Supplied passage Block Start

He had an appointment with his doctor at the clinic on May 29.
He figured he'd just wait until then.
Izzy ran out of strips for his glucometer, the portable device he uses to measure his blood sugar, and said he didn't know he could just buy more at any drug store. He thought he had to get them at the clinic, so he just did without them.
In May, he wasn't feeling well.
"I knew it was getting bad," he said, referring to his blood sugar, "but what am I supposed to do?" He believed he didn't have a whole day to wait at the clinic. "All I can do is try to eat proper and take my shots."
On May 11, Izzy felt massive stomach pain. He really thought the pain was just bad food from the night before, when he worked a graduation party as a DJ, another side job he sometimes does.
But then he vomited and vomited and finally blood was coming up, and he was in agony, and a friend called the ambulance.
"Crazy pain," Izzy recalled. "Extreme pain. A ton of bricks on my chest. It was that fast."
Izzy was taken to Mercy Philadelphia Hospital at 54th and Cedar in West Philadelphia. His blood sugar was so high that he went into diabetic ketoacidosis - his body, starving for glucose, started breaking down muscle and fat, making toxins that could kill him.
In the ICU, Izzy met a nurse practitioner, Patricia Bevlock, working with endocrinologist Violeta Popii. Bevlock grew fond of Izzy and believed his extreme illness and hospitalization were unnecessary.

Supplied passage Block End
Records supplied Block Start

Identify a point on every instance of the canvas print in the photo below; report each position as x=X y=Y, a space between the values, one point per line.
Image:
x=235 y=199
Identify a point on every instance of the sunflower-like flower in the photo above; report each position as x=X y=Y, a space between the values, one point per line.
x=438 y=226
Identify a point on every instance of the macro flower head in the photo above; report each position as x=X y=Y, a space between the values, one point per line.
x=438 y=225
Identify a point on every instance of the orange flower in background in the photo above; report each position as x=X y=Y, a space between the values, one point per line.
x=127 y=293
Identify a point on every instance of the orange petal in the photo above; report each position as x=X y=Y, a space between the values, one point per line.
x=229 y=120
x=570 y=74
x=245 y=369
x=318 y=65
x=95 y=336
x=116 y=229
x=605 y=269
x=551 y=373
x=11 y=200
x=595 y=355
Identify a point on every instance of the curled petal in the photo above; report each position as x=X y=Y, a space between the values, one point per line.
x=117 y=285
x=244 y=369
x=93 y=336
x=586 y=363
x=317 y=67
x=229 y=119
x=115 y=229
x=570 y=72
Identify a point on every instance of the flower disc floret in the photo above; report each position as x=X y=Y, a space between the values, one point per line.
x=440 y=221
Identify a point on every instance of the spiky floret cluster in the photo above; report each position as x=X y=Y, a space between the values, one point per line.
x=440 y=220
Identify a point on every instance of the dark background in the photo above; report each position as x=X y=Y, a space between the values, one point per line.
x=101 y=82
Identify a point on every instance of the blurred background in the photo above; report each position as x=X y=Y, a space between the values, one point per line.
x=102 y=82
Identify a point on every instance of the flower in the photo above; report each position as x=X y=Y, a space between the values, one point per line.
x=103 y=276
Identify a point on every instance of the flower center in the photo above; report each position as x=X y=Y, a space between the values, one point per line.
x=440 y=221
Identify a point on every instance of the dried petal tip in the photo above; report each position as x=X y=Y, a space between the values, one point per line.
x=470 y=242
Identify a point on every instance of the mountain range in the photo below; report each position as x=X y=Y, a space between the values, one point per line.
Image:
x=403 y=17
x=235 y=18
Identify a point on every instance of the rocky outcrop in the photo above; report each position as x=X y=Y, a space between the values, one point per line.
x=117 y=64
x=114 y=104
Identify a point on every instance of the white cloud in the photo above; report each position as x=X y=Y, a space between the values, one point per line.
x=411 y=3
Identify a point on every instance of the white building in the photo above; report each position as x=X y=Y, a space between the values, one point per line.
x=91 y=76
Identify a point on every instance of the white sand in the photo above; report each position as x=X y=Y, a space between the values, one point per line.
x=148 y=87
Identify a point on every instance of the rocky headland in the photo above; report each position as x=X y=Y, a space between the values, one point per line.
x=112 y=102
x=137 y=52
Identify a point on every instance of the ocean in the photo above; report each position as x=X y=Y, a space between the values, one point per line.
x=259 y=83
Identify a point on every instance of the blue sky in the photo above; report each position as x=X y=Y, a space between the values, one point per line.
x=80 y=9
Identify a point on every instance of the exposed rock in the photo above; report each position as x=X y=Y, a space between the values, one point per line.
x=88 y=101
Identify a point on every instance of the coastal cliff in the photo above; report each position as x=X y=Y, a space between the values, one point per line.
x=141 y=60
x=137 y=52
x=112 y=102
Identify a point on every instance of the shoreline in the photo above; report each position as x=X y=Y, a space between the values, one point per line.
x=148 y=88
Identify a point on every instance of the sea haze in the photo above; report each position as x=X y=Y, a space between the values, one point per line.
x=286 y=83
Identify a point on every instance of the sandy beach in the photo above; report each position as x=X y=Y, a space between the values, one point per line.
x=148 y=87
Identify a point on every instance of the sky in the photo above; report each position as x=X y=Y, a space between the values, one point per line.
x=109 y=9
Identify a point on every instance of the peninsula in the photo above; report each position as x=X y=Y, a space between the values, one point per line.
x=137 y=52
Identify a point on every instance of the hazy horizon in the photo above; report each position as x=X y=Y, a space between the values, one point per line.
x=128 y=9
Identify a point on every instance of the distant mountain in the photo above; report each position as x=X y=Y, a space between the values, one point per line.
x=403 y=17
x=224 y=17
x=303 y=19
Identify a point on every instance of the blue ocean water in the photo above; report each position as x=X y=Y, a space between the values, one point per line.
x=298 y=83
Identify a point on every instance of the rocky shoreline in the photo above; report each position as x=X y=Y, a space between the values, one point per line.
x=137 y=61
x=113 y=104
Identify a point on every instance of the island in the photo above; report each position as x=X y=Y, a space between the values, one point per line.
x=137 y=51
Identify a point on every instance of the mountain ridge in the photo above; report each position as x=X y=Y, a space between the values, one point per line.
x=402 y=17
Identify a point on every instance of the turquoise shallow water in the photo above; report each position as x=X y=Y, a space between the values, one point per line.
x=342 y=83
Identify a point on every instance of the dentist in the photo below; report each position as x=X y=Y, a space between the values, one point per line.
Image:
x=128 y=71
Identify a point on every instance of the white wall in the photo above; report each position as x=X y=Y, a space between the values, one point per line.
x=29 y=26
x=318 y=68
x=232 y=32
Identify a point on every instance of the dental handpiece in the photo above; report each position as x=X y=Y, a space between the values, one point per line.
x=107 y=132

Records supplied Block End

▸ Prompt:
Write the next part of the story about Izzy's diabetes, starting after its last sentence. The data is separate material and has no link to the story about Izzy's diabetes.

▸ Response area:
"The gist about Izzy is he was a guy who didn't want to take any handouts," Bevlock said, "didn't want to live with his parents. He decided to work two jobs and be responsible for himself. He tried to do everything he could. But there wasn't enough for him there. There was no one to point him in the right direction. He kind of fell through the cracks.
"He was trying to work and be responsible, and he couldn't really wait for the system, because the system requires a lot of time," she said. "If he could have gotten to see a doctor sooner, it could have been avoided."
Bevlock, now working at Mercy Fitzgerald Hospital, also felt the insulin that Izzy was getting from the free clinic was inappropriate for him.
She believed he needed a better class of insulin, and gave him 30 days of free samples, Lantis and Novolog.
Thomas P. Storey, the physician in charge of city clinics, said, "Did she also tell him those drugs will cost $500 a month?"
Philadelphia spends $40 million a year on clinics, $7 million for pharmacy, Storey said. He said the city can't afford to buy more expensive insulin for all the diabetics it treats.
Everyone wants the best drugs, he said. But who pays for it?
"People want the American system for free," he said.
Because of his hospitalization, his diabetes, and his low income, Izzy became eligible for medical assistance from the state for one year.
Taxpayers will pick up most of his hospital costs. The latest bill shows that Izzy owes $5,173.94. He was told that medical assistance would cover that too, but if it doesn't, he says, he'll pay a few dollars a week.
Medical assistance also enables Izzy to get the better insulin at a pharmacy, and to see the specialist, Popii, whom he met recently.
"She told me I need to see a dietitian," he said, "so she can help me out to count calories and teach me to balance out my food and medicine. That was quite helpful. And she gave me some extra medicines. It went well. It felt good. And I'm going to revisit. I have to do blood work, and she has to analyze."
Izzy must apply for medical assistance again next May. The university limits him to part-time hours at the garage, but he is hoping to get on full time, which would entitle him to health insurance.
That's a big reason why he stays.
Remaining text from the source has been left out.